WORK TO BE COMPLETED
Search the entries for the string "after" and give the number of lines that hold it, nothing more.

RECORD EXTRACTS
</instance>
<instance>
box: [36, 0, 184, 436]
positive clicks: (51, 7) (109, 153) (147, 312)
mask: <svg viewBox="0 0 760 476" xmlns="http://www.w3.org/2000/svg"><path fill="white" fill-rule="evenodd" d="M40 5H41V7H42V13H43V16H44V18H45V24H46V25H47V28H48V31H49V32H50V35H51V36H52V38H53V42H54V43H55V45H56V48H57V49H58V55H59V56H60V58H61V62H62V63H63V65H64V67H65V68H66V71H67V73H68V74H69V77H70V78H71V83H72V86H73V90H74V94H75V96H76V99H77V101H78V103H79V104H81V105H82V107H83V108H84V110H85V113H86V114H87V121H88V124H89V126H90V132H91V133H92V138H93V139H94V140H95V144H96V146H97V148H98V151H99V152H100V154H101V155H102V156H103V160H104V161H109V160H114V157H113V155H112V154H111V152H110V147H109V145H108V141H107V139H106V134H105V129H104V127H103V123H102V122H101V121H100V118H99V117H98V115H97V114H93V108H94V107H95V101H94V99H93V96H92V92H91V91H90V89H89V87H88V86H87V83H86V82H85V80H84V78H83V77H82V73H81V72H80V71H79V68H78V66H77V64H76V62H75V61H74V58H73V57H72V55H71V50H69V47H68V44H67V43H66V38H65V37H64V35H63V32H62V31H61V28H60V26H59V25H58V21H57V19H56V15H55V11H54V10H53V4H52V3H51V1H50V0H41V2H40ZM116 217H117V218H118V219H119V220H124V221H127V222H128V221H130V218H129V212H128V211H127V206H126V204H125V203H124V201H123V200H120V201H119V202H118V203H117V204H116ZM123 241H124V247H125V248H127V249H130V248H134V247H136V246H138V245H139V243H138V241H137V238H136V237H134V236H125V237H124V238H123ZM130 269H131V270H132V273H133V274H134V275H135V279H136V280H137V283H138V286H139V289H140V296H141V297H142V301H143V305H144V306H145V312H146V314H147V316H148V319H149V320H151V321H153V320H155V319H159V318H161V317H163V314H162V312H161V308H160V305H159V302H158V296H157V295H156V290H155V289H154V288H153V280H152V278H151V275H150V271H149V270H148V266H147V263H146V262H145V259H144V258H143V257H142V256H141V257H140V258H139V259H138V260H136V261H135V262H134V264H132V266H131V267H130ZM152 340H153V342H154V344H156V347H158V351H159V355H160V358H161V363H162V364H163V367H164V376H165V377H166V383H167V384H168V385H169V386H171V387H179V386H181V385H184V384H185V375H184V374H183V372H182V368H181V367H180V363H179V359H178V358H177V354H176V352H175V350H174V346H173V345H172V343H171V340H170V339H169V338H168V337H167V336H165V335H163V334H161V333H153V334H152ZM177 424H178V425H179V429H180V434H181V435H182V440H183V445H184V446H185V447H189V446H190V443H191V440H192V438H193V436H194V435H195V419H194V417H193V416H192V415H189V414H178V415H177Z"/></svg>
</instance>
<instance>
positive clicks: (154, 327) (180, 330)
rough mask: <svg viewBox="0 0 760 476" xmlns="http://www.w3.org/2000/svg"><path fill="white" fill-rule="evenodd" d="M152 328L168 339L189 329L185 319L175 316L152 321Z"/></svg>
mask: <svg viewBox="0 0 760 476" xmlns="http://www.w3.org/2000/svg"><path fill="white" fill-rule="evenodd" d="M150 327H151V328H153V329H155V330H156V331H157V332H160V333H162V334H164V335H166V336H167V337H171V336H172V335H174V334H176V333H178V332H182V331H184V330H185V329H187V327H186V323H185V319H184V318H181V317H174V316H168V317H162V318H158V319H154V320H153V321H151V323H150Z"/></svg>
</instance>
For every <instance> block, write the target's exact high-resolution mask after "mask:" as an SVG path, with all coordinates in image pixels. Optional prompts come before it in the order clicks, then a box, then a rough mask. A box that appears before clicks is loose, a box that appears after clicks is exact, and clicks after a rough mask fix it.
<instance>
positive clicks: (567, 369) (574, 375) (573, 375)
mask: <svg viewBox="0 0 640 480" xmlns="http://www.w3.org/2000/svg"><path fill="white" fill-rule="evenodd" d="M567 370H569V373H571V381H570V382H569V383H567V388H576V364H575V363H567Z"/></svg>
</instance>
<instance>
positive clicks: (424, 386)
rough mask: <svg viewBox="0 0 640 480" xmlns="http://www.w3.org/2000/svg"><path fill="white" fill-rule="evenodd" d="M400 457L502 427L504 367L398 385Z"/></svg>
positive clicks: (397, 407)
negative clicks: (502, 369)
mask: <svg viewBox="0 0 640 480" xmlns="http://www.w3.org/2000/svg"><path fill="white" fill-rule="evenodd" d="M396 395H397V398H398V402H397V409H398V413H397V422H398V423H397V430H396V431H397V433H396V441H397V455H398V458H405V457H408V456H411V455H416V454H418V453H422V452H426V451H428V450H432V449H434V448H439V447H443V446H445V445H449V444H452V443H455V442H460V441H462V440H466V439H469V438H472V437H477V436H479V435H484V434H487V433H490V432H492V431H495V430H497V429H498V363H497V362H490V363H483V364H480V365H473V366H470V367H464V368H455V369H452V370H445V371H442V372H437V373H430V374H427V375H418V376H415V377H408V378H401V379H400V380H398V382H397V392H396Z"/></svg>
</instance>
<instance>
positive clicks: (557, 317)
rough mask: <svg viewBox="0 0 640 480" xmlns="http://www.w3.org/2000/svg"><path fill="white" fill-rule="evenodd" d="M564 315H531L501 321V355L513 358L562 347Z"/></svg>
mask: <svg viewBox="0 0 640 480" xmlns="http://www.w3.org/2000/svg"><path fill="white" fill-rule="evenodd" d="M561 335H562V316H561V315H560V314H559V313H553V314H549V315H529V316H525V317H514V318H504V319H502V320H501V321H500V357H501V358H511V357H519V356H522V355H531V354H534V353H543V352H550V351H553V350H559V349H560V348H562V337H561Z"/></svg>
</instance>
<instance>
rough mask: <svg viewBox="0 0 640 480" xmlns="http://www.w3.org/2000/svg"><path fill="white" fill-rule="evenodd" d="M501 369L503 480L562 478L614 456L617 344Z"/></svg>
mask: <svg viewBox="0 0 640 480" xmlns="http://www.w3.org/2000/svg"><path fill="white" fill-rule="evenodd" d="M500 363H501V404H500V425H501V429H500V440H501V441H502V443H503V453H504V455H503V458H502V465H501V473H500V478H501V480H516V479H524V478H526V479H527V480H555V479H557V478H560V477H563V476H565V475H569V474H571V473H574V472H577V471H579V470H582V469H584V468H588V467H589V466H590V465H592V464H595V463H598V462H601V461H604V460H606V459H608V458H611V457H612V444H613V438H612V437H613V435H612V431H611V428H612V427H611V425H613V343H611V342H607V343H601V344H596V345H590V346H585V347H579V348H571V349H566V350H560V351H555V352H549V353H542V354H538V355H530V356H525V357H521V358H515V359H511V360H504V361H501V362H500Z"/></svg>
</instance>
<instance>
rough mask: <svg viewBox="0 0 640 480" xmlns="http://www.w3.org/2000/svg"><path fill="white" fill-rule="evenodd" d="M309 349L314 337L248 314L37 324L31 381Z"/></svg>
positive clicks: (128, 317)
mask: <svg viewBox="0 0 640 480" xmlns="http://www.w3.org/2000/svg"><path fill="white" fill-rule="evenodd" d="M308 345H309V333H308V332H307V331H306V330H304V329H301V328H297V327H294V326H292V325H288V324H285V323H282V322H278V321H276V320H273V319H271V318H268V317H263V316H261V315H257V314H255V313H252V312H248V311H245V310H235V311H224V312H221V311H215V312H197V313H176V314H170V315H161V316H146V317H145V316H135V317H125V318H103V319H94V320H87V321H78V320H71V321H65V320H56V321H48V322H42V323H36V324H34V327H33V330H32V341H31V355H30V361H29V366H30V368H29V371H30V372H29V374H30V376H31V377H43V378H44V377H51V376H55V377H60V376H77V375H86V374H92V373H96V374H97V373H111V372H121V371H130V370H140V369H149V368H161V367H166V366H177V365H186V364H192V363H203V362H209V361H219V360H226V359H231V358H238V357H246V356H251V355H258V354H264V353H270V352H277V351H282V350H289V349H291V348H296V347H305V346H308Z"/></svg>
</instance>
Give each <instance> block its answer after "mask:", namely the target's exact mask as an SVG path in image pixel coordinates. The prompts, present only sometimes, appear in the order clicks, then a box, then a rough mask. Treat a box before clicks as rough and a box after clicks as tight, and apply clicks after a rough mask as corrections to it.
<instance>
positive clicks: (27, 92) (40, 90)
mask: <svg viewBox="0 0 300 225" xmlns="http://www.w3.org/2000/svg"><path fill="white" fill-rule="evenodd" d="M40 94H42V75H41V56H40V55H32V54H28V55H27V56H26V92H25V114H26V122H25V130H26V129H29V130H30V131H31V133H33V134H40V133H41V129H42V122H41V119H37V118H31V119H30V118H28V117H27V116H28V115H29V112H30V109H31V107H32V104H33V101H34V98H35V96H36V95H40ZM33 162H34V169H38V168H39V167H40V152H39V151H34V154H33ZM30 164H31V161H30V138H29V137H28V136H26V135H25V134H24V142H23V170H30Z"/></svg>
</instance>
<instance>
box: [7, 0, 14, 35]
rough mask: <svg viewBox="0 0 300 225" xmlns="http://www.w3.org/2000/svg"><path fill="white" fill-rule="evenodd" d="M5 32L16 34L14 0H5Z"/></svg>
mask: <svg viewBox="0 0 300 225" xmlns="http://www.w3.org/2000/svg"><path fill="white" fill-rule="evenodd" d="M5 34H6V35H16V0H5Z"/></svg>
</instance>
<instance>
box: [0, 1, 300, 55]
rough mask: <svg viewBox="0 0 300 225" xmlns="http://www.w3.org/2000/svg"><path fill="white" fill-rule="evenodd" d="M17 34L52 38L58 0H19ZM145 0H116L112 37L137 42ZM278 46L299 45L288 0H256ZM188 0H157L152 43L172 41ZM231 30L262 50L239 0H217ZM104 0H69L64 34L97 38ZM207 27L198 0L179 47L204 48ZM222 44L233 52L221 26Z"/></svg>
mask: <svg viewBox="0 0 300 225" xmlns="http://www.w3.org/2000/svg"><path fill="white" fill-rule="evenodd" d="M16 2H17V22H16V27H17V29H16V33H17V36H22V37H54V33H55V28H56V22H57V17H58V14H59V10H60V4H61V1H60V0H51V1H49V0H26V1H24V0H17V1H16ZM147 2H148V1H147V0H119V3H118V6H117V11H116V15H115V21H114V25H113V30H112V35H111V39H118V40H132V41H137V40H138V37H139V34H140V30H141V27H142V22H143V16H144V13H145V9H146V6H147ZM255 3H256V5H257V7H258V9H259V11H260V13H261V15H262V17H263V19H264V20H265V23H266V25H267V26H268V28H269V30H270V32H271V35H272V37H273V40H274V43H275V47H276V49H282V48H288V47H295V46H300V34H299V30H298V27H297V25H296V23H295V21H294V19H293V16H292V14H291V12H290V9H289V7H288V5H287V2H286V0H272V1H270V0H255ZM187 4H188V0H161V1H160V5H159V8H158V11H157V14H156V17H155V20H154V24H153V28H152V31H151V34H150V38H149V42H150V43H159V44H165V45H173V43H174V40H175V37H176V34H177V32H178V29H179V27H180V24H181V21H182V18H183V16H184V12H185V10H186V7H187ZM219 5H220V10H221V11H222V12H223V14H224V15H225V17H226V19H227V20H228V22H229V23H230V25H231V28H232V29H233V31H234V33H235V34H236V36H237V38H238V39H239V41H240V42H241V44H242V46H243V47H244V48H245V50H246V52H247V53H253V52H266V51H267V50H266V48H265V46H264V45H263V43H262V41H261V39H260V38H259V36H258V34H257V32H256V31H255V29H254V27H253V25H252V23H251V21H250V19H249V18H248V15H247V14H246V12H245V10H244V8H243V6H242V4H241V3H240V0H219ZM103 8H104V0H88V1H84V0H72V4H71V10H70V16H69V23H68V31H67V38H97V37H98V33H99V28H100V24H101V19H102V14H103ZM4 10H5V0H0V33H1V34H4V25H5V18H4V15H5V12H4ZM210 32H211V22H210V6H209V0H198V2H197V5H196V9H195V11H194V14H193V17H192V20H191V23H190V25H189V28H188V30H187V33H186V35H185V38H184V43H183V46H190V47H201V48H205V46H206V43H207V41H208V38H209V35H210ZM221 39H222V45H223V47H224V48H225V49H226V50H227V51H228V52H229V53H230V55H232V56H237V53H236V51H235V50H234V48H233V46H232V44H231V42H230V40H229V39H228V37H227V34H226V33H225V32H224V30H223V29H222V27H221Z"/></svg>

SOLVED EXERCISE
2